ОТРЫВОК ДЛЯ ЧТЕНИЯ:
Звуки слов… ноты над словами… - он живет в стихии музыки, интонации: без-звучное, не-напевное, разъединенное с этой живой стихией, отзывается в его душе смертью…
И вновь отрывочные свидетельства, самооценки Лермонтова из письма к Марии Лопухиной от 23 декабря 1834 года:
"Право, я до такой степени сам себе надоел, что, когда я ловлю себя на том, что любуюсь собственными мыслями, я стараюсь припомнить, где я вычитал их, и от этого нарочно ничего не читаю, чтобы не мыслить…
…Я теперь бываю в свете… для того, чтобы доказать, что я способен находить удовольствие в хорошем обществе…
…Ах! я ухаживаю и, вслед за объяснением в любви, говорю дерзости. Это еще забавляет меня немного и хоть это отнюдь не ново, однако же случается не часто!.. Вы думаете, что за то меня гонят прочь? О нет! напротив: женщины уж так сотворены. У меня проявляется смелость в отношениях с ними. Ничто меня не смущает - ни гнев, ни нежность; я всегда настойчив и горяч, но сердце мое холодно и может забиться только в исключительных случаях. Не правда ли я далеко пошел!.."
Бравада?.. рисовка?.. Отнюдь нет! Горячее действие - во всем - было сутью Лермонтова, - но тем быстрее он постигал, вместе с трагизмом человеческого существования, непроходимую скуку обыденности, в том или ином ее обличье.
И вот что на душе двадцатилетнего корнета, только-только, казалось бы, начинающего жизнь:
"Когда-то вы поддержали меня в большом горе; может быть, и теперь вы пожелаете ласковыми словами разогнать холодную иронию, которая неудержимо прокрадывается мне в душу, как вода просачивается в разбитое судно!"

ТРЕБОВАНИЯ: Выпишите дословно из отрывка о Лермонтове часть от слов «Бравада?.. рисовка?.. Отнюдь» до слов «ином ее обличье.» включительно. Записи — отдельный материал, с отрывком о Лермонтове они не связаны.

ПРЕДОСТАВЛЕННЫЕ ЗАПИСИ:
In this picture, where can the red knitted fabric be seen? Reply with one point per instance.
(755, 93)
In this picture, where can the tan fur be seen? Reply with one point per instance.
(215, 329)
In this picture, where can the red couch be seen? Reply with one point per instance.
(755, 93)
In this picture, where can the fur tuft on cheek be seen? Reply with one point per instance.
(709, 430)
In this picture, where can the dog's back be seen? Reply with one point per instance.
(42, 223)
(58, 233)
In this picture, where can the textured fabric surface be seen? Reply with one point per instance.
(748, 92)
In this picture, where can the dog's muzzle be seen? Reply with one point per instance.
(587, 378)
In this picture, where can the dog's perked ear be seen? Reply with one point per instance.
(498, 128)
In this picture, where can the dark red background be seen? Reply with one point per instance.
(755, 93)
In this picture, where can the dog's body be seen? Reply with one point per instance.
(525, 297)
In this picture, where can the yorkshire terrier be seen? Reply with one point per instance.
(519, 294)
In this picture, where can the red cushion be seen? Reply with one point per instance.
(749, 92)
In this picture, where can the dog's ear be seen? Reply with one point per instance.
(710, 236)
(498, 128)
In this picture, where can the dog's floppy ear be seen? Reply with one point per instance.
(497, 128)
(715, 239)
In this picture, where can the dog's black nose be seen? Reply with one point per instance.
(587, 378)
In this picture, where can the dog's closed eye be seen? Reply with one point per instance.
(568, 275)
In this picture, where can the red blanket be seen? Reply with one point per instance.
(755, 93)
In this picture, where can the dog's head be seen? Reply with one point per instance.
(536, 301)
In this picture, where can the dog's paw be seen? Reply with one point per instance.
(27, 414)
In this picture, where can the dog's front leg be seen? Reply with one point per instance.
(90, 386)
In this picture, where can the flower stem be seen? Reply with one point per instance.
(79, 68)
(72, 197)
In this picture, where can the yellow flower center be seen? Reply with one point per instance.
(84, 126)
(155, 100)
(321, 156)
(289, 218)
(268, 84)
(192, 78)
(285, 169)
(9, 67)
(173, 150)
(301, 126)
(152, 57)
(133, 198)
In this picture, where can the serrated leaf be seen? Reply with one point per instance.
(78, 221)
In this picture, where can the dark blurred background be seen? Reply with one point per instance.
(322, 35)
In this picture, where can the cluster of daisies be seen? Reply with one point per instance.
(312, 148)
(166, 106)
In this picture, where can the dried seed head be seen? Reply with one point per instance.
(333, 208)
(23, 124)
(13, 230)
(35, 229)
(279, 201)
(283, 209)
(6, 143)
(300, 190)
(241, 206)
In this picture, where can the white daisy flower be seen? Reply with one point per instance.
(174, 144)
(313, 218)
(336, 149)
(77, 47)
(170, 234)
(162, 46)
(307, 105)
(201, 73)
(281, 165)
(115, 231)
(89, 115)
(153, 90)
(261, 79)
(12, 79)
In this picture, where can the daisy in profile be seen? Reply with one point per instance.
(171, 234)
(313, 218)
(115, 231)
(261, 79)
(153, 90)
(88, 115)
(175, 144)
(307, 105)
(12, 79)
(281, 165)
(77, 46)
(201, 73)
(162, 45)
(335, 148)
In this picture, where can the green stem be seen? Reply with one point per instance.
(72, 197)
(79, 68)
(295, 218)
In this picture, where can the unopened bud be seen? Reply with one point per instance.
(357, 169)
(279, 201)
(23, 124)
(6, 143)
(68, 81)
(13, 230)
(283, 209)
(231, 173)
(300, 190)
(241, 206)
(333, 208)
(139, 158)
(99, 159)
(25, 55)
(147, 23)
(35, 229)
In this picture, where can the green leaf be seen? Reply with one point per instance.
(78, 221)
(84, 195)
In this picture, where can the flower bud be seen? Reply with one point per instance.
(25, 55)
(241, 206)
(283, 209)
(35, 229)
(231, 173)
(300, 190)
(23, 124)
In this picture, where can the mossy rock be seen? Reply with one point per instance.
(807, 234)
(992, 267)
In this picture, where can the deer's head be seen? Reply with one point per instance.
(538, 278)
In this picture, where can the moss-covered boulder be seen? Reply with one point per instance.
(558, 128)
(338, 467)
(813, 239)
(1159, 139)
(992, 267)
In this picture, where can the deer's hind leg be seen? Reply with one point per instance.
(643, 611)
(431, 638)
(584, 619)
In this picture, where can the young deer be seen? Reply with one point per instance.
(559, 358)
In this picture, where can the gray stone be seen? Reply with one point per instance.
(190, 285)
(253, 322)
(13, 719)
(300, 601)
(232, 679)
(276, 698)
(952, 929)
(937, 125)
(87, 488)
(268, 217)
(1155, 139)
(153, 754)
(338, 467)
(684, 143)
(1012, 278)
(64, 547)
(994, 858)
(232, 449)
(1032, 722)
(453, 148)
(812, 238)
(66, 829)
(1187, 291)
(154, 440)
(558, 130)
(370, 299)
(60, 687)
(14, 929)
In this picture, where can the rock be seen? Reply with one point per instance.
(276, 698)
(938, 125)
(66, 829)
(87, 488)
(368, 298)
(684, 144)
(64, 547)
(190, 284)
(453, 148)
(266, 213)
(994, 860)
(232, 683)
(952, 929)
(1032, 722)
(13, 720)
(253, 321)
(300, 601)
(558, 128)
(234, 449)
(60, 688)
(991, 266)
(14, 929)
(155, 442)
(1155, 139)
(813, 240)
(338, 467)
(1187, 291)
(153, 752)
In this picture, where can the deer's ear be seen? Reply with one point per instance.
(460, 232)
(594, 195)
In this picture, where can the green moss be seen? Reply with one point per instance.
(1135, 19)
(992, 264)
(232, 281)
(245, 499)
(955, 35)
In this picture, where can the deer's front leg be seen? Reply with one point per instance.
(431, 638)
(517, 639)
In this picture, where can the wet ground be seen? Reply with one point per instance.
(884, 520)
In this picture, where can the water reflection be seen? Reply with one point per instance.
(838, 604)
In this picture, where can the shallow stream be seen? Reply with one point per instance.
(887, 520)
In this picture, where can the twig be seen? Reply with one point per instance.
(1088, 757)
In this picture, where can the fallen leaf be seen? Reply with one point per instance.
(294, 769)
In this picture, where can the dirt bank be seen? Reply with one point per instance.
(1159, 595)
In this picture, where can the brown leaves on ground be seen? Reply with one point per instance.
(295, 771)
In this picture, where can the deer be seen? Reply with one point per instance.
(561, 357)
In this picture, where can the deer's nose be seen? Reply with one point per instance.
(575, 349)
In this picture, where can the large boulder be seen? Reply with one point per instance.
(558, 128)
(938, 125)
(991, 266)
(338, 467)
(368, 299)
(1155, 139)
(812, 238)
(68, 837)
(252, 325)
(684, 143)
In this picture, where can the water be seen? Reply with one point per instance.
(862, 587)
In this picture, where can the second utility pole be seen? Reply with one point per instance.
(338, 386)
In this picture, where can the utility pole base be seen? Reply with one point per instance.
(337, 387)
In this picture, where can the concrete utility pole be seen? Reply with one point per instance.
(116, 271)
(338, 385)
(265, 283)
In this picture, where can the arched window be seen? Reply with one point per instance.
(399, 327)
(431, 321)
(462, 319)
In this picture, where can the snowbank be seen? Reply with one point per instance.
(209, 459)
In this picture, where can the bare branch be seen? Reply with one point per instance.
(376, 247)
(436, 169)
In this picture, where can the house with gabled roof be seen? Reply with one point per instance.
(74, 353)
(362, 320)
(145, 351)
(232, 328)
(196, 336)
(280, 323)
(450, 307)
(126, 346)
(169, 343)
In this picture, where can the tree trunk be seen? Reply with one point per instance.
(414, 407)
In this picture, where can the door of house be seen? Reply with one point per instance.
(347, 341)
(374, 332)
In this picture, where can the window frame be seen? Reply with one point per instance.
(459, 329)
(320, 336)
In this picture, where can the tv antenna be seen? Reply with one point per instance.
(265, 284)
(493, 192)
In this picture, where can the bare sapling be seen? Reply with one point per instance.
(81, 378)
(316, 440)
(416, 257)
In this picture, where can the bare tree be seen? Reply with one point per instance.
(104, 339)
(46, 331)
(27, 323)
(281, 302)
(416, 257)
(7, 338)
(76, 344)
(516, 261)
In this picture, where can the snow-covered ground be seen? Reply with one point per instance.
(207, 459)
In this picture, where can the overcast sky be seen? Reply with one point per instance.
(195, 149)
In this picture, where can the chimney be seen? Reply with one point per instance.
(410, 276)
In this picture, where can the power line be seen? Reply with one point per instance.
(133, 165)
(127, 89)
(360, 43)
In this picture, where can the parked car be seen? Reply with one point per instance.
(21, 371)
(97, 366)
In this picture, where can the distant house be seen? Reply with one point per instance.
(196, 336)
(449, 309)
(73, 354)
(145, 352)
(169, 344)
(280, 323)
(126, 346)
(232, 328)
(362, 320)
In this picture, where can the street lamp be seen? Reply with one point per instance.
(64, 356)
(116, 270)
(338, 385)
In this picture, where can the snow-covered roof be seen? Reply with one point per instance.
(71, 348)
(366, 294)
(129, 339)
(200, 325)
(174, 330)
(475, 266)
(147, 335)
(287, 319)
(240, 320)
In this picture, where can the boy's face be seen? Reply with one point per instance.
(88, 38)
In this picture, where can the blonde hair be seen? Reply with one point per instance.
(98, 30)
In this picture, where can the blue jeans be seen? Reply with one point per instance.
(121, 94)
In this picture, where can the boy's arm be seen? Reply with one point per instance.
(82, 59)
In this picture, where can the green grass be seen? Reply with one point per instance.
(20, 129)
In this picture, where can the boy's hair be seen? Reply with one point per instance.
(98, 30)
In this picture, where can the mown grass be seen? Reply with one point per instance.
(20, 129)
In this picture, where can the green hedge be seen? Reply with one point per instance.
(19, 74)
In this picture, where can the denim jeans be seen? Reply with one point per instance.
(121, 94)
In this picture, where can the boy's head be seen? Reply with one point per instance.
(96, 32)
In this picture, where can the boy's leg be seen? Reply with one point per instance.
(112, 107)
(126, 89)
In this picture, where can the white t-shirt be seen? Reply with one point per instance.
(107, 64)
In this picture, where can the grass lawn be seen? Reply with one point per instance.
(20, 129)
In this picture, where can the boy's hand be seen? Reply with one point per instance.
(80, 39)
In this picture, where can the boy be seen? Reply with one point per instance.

ОЖИДАЕМЫЙ ОТВЕТ:
Бравада?.. рисовка?.. Отнюдь нет! Горячее действие - во всем - было сутью Лермонтова, - но тем быстрее он постигал, вместе с трагизмом человеческого существования, непроходимую скуку обыденности, в том или ином ее обличье.